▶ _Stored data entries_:
☆ ☆ ☆ ☆ ☆
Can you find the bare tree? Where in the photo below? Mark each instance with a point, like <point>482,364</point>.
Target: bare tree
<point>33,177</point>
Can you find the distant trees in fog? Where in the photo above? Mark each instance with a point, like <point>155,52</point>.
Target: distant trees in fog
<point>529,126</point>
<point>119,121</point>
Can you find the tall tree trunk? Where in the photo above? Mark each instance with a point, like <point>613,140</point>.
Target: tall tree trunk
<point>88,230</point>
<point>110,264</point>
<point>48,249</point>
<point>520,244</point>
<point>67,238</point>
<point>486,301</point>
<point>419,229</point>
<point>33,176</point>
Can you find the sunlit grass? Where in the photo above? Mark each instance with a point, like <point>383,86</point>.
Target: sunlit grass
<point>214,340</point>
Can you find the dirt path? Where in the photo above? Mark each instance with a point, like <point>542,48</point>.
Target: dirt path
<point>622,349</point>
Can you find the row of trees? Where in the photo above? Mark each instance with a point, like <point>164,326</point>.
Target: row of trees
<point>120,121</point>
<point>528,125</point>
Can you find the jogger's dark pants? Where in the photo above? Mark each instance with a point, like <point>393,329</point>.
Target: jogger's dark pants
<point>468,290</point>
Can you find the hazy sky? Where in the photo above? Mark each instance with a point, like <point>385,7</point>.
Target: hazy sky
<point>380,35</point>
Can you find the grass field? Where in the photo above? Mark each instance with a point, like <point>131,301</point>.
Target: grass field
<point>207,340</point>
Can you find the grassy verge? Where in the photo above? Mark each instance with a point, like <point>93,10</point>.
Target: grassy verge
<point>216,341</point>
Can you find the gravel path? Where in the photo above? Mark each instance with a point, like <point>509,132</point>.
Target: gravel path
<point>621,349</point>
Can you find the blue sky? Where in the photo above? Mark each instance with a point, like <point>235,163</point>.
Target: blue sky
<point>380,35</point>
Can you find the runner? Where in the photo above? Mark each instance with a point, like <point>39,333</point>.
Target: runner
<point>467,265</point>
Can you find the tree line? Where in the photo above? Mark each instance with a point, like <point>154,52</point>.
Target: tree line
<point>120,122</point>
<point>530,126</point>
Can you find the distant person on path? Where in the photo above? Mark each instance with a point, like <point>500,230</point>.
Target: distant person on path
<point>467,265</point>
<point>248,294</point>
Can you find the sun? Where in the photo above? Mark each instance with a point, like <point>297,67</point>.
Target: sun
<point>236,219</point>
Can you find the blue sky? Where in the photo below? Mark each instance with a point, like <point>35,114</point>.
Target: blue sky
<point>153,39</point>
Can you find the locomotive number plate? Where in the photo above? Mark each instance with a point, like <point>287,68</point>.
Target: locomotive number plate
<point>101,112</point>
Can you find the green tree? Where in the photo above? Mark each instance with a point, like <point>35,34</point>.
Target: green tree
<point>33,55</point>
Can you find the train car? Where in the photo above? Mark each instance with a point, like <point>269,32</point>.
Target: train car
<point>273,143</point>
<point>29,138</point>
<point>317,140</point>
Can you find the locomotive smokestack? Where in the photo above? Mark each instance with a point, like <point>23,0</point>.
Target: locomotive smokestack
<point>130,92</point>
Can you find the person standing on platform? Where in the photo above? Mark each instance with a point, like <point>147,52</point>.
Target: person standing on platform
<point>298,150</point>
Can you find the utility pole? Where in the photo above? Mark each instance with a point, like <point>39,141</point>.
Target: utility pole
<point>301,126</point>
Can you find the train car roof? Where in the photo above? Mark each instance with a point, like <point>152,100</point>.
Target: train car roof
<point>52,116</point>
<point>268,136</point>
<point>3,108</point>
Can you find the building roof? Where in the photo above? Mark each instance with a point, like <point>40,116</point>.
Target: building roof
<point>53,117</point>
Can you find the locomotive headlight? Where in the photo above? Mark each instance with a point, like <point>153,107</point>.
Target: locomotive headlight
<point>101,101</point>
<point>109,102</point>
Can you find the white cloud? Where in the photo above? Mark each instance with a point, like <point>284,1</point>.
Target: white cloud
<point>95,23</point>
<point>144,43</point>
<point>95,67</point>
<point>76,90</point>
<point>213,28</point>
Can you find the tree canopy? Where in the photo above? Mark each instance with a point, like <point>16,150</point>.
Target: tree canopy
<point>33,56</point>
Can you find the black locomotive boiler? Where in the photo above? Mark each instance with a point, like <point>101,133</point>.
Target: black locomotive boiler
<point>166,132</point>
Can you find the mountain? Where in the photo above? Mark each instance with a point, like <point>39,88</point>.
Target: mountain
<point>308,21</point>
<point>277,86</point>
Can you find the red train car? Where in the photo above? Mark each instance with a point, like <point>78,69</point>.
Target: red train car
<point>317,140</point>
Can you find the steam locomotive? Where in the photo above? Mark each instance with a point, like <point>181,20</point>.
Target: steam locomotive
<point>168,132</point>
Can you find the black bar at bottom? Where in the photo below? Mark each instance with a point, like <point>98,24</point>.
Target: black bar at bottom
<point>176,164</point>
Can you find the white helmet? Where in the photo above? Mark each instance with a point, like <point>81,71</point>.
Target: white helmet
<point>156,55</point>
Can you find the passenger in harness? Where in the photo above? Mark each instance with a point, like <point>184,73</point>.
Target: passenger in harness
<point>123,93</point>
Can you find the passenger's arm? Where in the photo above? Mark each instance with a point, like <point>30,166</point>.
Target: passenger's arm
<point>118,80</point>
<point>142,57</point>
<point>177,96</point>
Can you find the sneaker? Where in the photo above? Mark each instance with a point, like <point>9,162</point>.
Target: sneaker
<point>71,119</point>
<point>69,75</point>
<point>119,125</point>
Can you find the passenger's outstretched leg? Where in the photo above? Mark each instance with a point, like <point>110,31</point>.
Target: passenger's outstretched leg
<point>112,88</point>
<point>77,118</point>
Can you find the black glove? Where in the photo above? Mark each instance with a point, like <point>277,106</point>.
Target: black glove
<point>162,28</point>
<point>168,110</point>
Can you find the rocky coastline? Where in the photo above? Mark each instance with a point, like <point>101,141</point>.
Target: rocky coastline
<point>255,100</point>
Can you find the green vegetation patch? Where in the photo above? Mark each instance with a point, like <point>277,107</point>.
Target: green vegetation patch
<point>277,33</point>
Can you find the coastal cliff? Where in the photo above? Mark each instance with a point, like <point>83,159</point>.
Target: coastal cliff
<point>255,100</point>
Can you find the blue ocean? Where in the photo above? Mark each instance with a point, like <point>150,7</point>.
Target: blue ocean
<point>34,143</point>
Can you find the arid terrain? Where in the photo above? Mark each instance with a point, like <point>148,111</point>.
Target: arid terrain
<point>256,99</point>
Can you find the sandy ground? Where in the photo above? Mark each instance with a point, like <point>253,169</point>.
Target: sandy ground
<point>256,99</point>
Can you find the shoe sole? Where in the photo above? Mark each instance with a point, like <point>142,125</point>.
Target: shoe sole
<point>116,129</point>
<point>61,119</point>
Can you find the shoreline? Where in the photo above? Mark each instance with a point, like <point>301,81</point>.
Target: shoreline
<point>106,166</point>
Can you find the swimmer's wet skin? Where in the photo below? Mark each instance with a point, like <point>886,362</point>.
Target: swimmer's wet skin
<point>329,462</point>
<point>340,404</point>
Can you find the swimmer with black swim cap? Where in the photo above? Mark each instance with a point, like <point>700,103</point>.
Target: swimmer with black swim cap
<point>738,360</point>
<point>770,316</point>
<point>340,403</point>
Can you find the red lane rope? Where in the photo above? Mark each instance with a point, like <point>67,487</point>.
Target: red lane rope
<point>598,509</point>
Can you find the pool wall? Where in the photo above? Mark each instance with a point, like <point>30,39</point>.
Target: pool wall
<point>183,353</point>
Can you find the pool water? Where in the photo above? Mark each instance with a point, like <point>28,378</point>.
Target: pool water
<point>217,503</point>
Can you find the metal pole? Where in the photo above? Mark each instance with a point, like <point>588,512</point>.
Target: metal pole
☆ ☆ ☆ ☆ ☆
▶ _Your assignment_:
Filter the records above for the string "below" and copy each matching line.

▶ _Response box_:
Can you find the bare tree? Where in the photo below? Mark each instance with a point, like <point>482,364</point>.
Can you find the blue sky? Where in the photo below? Mark each instance with a point, like <point>35,114</point>.
Can you find the black bar at bottom? Where in the photo below? Mark each instance with a point, like <point>98,24</point>.
Can you find the swimmer's wet skin? Where in the photo below? Mark each instance with a point, like <point>886,362</point>.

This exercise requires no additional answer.